─── EXERCISE INPUTS ───
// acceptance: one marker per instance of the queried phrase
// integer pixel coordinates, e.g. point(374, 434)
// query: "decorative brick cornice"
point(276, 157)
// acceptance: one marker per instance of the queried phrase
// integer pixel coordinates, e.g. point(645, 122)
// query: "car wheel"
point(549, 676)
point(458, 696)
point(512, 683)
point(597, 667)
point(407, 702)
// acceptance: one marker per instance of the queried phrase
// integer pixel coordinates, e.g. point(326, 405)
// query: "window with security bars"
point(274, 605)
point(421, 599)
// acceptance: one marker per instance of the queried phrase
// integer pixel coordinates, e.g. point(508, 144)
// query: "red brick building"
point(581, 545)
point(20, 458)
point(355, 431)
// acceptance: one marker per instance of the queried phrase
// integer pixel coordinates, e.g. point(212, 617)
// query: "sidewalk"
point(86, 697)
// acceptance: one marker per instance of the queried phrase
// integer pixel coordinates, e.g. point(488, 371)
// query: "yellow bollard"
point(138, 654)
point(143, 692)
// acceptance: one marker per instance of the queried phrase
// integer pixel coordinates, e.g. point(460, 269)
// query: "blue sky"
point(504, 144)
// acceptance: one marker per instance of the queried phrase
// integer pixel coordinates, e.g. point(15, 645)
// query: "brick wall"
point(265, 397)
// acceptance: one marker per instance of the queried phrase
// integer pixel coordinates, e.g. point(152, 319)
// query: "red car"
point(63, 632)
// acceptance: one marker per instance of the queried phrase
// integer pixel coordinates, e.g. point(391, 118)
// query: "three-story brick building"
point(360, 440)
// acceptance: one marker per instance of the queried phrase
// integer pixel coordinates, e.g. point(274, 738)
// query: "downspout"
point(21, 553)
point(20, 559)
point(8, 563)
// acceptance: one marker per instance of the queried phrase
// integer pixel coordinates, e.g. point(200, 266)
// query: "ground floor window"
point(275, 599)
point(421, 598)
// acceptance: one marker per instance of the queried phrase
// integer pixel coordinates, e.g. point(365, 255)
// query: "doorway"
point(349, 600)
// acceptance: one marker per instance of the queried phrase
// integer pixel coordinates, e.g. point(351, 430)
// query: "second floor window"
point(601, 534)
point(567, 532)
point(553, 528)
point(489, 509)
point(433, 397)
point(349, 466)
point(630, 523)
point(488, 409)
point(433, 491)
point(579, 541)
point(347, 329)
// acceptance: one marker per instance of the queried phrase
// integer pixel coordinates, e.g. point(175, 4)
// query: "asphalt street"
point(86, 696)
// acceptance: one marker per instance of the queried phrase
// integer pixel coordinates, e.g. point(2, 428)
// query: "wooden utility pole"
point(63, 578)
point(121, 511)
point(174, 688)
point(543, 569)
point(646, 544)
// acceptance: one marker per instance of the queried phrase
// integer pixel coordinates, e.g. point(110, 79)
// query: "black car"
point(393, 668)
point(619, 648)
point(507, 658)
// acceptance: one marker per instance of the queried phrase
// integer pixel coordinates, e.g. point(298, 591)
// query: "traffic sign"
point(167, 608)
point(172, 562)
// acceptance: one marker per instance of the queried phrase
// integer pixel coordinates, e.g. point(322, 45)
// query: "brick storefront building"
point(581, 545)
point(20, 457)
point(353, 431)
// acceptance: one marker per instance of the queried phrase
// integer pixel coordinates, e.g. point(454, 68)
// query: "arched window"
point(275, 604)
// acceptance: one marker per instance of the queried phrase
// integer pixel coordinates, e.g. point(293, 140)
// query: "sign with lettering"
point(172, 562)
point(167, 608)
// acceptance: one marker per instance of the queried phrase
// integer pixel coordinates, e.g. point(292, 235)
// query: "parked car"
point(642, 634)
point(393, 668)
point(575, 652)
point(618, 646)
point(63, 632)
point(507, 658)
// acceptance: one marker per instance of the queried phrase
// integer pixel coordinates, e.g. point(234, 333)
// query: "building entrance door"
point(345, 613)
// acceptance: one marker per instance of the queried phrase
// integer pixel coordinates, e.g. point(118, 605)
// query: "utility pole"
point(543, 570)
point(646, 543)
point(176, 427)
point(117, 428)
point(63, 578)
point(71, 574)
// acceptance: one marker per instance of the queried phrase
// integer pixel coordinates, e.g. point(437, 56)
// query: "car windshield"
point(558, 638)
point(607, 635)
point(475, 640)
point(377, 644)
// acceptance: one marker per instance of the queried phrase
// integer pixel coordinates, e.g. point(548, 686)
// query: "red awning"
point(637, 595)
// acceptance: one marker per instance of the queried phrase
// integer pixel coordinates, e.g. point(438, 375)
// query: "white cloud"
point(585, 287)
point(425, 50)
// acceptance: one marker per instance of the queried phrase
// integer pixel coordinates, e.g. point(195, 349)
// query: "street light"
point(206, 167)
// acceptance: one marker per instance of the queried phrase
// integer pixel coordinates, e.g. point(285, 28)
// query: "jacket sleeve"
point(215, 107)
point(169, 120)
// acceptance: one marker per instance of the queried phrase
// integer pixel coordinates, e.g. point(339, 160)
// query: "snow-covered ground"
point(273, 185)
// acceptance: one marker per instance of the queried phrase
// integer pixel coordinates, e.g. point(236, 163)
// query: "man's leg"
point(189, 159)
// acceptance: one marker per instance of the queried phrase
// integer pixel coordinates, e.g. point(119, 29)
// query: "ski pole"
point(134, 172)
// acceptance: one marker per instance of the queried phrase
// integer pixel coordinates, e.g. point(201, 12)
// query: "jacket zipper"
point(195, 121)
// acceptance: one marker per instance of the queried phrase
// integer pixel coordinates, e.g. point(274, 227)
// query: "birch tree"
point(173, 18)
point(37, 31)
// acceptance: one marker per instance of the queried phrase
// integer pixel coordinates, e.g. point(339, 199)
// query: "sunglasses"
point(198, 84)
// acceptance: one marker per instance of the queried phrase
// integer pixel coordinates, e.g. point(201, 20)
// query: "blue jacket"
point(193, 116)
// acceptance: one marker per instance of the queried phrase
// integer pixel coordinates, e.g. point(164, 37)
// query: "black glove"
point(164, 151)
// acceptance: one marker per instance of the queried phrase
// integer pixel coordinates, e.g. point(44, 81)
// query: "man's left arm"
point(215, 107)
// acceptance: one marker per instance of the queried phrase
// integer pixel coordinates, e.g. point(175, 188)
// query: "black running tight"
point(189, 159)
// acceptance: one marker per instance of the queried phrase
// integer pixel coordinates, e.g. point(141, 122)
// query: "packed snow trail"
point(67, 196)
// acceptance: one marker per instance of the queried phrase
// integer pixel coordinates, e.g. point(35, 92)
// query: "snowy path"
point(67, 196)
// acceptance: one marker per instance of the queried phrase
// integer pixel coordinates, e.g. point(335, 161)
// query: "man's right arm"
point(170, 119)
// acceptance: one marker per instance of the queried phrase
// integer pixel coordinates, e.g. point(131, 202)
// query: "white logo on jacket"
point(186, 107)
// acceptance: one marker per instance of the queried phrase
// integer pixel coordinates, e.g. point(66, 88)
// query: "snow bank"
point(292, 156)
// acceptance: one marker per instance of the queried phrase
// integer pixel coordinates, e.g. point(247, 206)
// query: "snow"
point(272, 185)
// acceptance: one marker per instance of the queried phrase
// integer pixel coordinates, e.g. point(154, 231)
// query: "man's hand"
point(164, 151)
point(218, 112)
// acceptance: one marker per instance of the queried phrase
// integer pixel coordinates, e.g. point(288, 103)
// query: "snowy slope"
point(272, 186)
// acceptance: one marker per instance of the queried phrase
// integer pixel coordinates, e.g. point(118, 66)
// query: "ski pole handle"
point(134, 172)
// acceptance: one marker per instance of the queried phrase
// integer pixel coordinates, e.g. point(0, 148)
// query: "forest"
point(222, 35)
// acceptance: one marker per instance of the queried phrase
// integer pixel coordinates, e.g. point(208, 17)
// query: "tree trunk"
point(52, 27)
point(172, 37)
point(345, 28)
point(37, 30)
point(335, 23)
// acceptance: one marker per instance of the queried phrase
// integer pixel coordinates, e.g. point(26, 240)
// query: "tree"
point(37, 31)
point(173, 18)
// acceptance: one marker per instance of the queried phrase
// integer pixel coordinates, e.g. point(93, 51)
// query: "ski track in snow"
───
## WHAT IS NEEDED
Reproduce the material from its beginning up to and including the line containing "point(349, 600)", substituting "search phrase" for every occurrence of "queried phrase" and leaving all else unchanged.

## OUTPUT BELOW
// acceptance: one marker per instance of the search phrase
// integer pixel coordinates, e.g. point(374, 434)
// query: "decorative brick cornice"
point(276, 157)
// acceptance: one marker per instance of the search phrase
// integer pixel coordinates, e.g. point(645, 122)
// query: "car wheel"
point(549, 676)
point(458, 696)
point(512, 683)
point(597, 667)
point(407, 702)
// acceptance: one marker per instance of the search phrase
// integer pixel coordinates, e.g. point(326, 405)
// query: "window with security bars"
point(274, 605)
point(421, 599)
// acceptance: one marker per instance of the search phrase
// integer pixel coordinates, e.g. point(508, 144)
// query: "red brick building"
point(581, 545)
point(20, 458)
point(355, 431)
// acceptance: one marker per instance of the search phrase
// integer pixel coordinates, e.g. point(212, 617)
// query: "sidewalk"
point(86, 697)
// acceptance: one marker per instance of the search phrase
// integer pixel coordinates, e.g. point(488, 371)
// query: "yellow bollard"
point(138, 654)
point(143, 692)
// acceptance: one marker per instance of the search phrase
// integer pixel coordinates, e.g. point(460, 269)
// query: "blue sky"
point(504, 144)
// acceptance: one marker per instance of the search phrase
// integer pixel coordinates, e.g. point(15, 645)
// query: "brick wall"
point(265, 397)
// acceptance: one marker per instance of the search phrase
// integer pixel coordinates, e.g. point(152, 319)
// query: "red car"
point(63, 632)
// acceptance: one marker per instance of the search phrase
// integer pixel coordinates, e.g. point(391, 118)
// query: "three-story brick building"
point(360, 440)
// acceptance: one marker per instance of the search phrase
// integer pixel coordinates, e.g. point(274, 738)
// query: "downspout"
point(21, 553)
point(20, 559)
point(8, 563)
// acceptance: one marker per instance of the search phrase
// integer pixel coordinates, e.g. point(200, 266)
// query: "ground floor window"
point(275, 599)
point(421, 598)
// acceptance: one marker per instance of the search phrase
// integer pixel coordinates, e.g. point(365, 255)
// query: "doorway"
point(349, 600)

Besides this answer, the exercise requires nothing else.